Object position labeling entries
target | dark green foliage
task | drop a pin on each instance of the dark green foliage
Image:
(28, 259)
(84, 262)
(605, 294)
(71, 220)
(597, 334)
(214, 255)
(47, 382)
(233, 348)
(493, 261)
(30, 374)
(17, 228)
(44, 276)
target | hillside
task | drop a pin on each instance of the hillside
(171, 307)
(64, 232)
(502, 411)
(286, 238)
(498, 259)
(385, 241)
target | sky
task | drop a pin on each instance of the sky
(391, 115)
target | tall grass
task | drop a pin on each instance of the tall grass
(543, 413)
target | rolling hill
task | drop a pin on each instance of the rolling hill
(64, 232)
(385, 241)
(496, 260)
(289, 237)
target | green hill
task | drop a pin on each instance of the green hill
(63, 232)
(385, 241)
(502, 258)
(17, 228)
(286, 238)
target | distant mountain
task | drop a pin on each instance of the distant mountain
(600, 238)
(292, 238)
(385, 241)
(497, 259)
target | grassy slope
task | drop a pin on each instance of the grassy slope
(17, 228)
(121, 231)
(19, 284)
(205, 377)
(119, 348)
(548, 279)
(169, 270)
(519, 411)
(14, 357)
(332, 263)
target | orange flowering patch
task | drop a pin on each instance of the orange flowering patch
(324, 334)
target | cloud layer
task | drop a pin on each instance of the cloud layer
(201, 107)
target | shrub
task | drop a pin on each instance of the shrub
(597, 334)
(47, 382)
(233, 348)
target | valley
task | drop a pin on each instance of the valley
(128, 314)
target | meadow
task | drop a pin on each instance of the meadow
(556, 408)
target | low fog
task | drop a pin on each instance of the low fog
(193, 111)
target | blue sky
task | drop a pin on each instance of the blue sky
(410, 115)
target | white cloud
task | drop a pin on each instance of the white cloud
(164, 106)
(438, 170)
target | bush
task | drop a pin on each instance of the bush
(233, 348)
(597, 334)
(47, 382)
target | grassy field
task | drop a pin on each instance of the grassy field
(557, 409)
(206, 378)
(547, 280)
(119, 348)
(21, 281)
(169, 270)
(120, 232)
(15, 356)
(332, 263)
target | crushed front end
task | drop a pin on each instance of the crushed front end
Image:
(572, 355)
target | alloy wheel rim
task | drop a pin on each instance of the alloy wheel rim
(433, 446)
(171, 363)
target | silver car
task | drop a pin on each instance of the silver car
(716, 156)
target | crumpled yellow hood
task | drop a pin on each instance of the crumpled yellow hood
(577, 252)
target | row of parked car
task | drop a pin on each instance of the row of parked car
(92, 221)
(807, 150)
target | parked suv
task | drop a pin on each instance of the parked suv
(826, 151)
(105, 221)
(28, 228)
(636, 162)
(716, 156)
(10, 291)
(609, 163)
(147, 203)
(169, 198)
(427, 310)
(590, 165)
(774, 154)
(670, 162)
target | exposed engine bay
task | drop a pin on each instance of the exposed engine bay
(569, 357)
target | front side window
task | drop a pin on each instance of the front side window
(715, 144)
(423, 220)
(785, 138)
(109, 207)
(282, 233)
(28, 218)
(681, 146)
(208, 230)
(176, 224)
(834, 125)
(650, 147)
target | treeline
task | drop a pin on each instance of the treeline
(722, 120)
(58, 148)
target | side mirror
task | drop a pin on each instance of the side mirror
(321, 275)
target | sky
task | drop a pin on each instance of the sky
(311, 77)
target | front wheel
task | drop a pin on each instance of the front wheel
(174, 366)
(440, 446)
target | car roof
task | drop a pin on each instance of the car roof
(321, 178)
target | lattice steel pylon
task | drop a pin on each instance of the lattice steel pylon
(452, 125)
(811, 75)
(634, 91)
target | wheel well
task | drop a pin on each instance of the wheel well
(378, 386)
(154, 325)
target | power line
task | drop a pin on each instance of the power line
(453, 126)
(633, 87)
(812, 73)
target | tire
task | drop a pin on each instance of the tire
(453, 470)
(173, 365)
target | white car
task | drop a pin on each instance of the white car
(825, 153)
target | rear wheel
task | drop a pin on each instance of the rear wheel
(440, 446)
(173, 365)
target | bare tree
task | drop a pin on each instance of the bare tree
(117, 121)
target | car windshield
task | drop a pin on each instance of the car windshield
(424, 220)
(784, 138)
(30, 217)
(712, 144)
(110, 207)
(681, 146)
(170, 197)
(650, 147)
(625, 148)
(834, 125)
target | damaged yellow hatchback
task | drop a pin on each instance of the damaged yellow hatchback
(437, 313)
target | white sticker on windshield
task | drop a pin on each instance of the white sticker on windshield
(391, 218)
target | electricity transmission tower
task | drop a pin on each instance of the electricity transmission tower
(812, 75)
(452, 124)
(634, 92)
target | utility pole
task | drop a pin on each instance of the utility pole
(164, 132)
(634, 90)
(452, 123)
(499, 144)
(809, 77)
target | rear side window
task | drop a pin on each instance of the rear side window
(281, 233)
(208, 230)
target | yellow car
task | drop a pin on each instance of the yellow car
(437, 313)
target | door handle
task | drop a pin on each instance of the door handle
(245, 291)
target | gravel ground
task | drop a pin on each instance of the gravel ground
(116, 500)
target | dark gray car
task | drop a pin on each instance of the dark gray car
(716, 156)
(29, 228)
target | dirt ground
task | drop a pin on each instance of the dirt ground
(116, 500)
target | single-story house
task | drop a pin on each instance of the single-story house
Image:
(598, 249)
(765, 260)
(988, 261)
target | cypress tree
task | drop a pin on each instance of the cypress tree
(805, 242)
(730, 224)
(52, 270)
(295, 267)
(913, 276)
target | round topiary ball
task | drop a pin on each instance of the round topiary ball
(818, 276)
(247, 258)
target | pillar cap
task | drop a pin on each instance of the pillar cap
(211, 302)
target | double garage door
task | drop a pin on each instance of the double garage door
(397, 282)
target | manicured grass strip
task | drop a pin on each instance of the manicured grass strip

■ Given exercise
Copy every line of the entries, from the line with "target | pillar cap" up to and including the last line, and scale each pin coordinate by 1.8, rounding to whole numbers with halves going up. Leave all other text on those lines unchanged.

■ Answer to the task
target | pillar cap
task | drop a pin on each instance of the pillar cap
(380, 544)
target | double garage door
task | drop a pin on each instance of the double garage door
(715, 508)
target | manicured grass strip
task | drop a pin on each instance of the manicured grass strip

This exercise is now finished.